-------- Extracted data

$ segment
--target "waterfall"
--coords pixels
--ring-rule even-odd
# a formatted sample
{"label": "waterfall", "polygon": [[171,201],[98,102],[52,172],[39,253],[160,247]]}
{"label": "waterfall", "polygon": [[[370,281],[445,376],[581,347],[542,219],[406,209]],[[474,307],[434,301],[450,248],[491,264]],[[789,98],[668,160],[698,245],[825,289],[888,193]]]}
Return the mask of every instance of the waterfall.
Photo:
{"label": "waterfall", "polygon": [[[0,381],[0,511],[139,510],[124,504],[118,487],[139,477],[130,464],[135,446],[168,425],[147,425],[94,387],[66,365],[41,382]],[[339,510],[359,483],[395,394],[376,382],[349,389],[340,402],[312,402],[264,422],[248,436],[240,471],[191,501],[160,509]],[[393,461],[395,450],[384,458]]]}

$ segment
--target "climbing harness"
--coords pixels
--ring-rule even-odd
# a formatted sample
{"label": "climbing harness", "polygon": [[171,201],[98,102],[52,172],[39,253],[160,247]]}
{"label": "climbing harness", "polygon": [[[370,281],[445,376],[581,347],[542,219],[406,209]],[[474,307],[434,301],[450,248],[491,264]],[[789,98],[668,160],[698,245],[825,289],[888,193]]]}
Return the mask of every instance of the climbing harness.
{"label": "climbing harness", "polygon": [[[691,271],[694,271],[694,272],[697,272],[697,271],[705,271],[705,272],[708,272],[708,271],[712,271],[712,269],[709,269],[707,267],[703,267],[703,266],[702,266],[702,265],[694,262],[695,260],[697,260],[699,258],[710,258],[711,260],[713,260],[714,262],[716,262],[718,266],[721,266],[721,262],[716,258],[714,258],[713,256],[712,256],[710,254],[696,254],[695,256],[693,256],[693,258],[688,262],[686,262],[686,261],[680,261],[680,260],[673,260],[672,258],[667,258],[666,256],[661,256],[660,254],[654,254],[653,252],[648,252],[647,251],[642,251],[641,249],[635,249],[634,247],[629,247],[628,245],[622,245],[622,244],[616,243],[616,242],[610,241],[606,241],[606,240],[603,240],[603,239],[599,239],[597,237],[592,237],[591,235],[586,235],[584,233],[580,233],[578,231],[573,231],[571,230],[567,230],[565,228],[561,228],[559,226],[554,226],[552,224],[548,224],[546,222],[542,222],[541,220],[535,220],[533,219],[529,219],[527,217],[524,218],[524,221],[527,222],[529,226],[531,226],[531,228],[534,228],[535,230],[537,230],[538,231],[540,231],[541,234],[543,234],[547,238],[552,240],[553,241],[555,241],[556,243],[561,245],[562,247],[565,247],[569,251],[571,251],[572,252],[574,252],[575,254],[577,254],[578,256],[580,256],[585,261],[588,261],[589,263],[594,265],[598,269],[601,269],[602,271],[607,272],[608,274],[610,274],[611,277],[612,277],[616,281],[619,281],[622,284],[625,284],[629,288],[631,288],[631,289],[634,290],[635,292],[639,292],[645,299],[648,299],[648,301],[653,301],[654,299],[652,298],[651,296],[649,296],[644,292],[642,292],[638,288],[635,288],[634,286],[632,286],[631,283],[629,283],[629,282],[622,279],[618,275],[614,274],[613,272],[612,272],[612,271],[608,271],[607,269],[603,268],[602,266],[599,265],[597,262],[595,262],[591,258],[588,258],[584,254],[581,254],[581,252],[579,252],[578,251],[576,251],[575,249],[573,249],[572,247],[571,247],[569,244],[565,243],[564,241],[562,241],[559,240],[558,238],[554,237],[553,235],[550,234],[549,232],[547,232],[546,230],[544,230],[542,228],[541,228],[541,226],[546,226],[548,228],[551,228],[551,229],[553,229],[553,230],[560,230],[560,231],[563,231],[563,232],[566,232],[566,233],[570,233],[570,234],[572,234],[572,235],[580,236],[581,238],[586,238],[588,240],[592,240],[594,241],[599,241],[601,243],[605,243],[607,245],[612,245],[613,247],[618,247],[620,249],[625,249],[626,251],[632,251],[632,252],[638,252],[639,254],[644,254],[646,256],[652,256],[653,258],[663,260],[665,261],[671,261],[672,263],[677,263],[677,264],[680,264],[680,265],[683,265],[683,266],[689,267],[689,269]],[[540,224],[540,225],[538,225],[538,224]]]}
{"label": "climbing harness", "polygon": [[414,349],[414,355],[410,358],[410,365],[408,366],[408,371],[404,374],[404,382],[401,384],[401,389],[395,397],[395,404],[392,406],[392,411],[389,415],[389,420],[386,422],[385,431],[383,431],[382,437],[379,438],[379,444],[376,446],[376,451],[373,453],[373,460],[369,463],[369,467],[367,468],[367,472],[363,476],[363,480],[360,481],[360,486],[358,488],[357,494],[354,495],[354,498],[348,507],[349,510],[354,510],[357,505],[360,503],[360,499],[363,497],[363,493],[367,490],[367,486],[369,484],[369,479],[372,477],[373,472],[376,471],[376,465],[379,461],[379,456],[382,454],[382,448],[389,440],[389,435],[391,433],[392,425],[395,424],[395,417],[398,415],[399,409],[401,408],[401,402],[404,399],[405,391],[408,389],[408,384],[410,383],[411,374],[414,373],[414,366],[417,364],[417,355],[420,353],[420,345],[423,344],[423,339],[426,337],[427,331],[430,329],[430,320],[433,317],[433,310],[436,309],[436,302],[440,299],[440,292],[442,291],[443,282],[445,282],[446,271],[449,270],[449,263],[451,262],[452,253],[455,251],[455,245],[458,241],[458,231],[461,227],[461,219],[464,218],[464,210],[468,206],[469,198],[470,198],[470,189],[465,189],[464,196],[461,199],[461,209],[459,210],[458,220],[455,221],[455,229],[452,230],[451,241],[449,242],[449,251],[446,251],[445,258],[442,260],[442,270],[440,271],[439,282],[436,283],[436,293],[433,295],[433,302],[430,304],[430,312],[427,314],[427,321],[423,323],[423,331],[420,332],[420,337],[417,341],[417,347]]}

----------------

Task prompt
In full and verbatim, repeat the records given above.

The reply
$ segment
--target "waterfall"
--coords pixels
--ring-rule even-odd
# a formatted sample
{"label": "waterfall", "polygon": [[171,201],[98,102],[52,172],[39,253],[160,247]]}
{"label": "waterfall", "polygon": [[[370,281],[445,376],[581,347],[542,219],[406,209]],[[474,307],[434,301],[450,248],[491,264]],[[789,98],[668,160],[698,245],[825,289],[888,193]]]}
Return the mask of every instance of the waterfall.
Photo:
{"label": "waterfall", "polygon": [[[0,381],[0,511],[139,510],[124,504],[118,487],[139,477],[130,464],[135,446],[168,425],[147,425],[94,387],[66,365],[41,382]],[[339,510],[359,483],[395,394],[376,382],[349,389],[340,402],[312,402],[264,422],[248,436],[240,471],[191,501],[160,509]],[[393,461],[395,450],[384,458]]]}

$ segment
--target "climbing harness"
--coords pixels
--ring-rule even-odd
# a formatted sample
{"label": "climbing harness", "polygon": [[171,201],[98,102],[52,172],[39,253],[160,247]]}
{"label": "climbing harness", "polygon": [[[370,281],[445,376],[581,347],[542,219],[406,209]],[[474,307],[434,301],[450,248],[491,264]],[[789,98],[668,160],[698,245],[825,289],[888,193]]]}
Return the mask of every instance of the climbing harness.
{"label": "climbing harness", "polygon": [[[691,271],[694,271],[694,272],[697,272],[697,271],[705,271],[705,272],[708,272],[708,271],[712,271],[712,269],[709,269],[707,267],[703,267],[703,266],[702,266],[702,265],[694,262],[695,260],[697,260],[699,258],[710,258],[711,260],[713,260],[714,262],[716,262],[718,266],[721,266],[721,262],[716,258],[714,258],[713,256],[712,256],[710,254],[696,254],[695,256],[693,256],[693,258],[688,262],[686,262],[686,261],[680,261],[680,260],[673,260],[672,258],[667,258],[666,256],[661,256],[660,254],[654,254],[653,252],[648,252],[647,251],[642,251],[641,249],[635,249],[634,247],[629,247],[628,245],[622,245],[622,244],[616,243],[616,242],[610,241],[606,241],[606,240],[603,240],[603,239],[599,239],[597,237],[592,237],[591,235],[586,235],[584,233],[580,233],[578,231],[573,231],[571,230],[567,230],[565,228],[561,228],[559,226],[554,226],[552,224],[548,224],[546,222],[542,222],[541,220],[535,220],[533,219],[529,219],[527,217],[524,218],[524,221],[527,222],[529,226],[531,226],[531,228],[534,228],[535,230],[537,230],[538,231],[540,231],[541,234],[543,234],[547,238],[552,240],[553,241],[555,241],[556,243],[561,245],[562,247],[565,247],[569,251],[571,251],[572,252],[574,252],[575,254],[577,254],[578,256],[580,256],[585,261],[588,261],[589,263],[594,265],[598,269],[601,269],[602,271],[607,272],[608,274],[610,274],[611,277],[612,277],[616,281],[619,281],[622,284],[625,284],[629,288],[631,288],[631,289],[634,290],[635,292],[639,292],[645,299],[648,299],[648,301],[653,301],[654,299],[652,298],[651,296],[649,296],[644,292],[642,292],[638,288],[635,288],[634,286],[632,286],[631,283],[629,283],[629,282],[622,279],[618,275],[614,274],[613,272],[612,272],[612,271],[608,271],[607,269],[603,268],[602,266],[599,265],[597,262],[595,262],[591,258],[588,258],[584,254],[581,254],[581,252],[579,252],[578,251],[576,251],[575,249],[573,249],[572,247],[571,247],[569,244],[565,243],[564,241],[562,241],[559,240],[558,238],[554,237],[553,235],[550,234],[549,232],[547,232],[546,230],[544,230],[542,228],[541,228],[541,226],[546,226],[548,228],[551,228],[551,229],[553,229],[553,230],[560,230],[560,231],[563,231],[563,232],[566,232],[566,233],[570,233],[570,234],[572,234],[572,235],[580,236],[581,238],[586,238],[588,240],[592,240],[594,241],[599,241],[601,243],[605,243],[607,245],[612,245],[613,247],[618,247],[620,249],[625,249],[626,251],[632,251],[632,252],[638,252],[639,254],[644,254],[646,256],[652,256],[653,258],[663,260],[665,261],[671,261],[672,263],[677,263],[677,264],[680,264],[680,265],[683,265],[683,266],[689,267],[689,269]],[[540,224],[540,225],[538,225],[538,224]]]}
{"label": "climbing harness", "polygon": [[414,349],[414,355],[410,358],[410,365],[408,366],[408,371],[404,374],[404,382],[401,384],[401,389],[395,397],[395,404],[392,406],[392,411],[389,415],[389,420],[386,422],[385,431],[383,431],[382,437],[379,438],[379,444],[376,446],[376,451],[373,453],[373,460],[369,463],[369,467],[367,468],[367,472],[363,476],[363,480],[360,481],[360,486],[358,488],[357,494],[354,495],[354,498],[348,507],[349,510],[354,510],[357,505],[360,503],[360,499],[363,497],[363,493],[367,490],[367,486],[369,484],[369,479],[372,477],[373,472],[376,471],[376,465],[379,461],[379,456],[382,454],[382,448],[389,440],[389,435],[391,433],[392,425],[395,424],[395,417],[398,415],[399,409],[401,408],[401,402],[404,399],[405,391],[408,389],[408,384],[410,383],[411,374],[414,373],[414,366],[417,364],[417,355],[420,353],[420,345],[423,344],[423,339],[426,337],[427,331],[430,329],[430,320],[433,317],[433,310],[436,309],[436,302],[440,299],[440,292],[442,291],[443,282],[445,282],[446,271],[449,270],[449,263],[451,262],[452,253],[455,251],[455,245],[458,241],[458,231],[461,227],[461,219],[464,218],[464,210],[468,206],[469,198],[470,198],[470,189],[465,189],[464,196],[461,199],[461,209],[459,210],[458,220],[455,221],[455,229],[452,230],[451,241],[449,242],[449,251],[446,251],[445,258],[442,260],[442,270],[440,271],[439,282],[436,283],[436,293],[433,295],[433,302],[430,304],[430,312],[427,314],[427,321],[423,323],[423,331],[420,332],[420,337],[417,341],[417,347]]}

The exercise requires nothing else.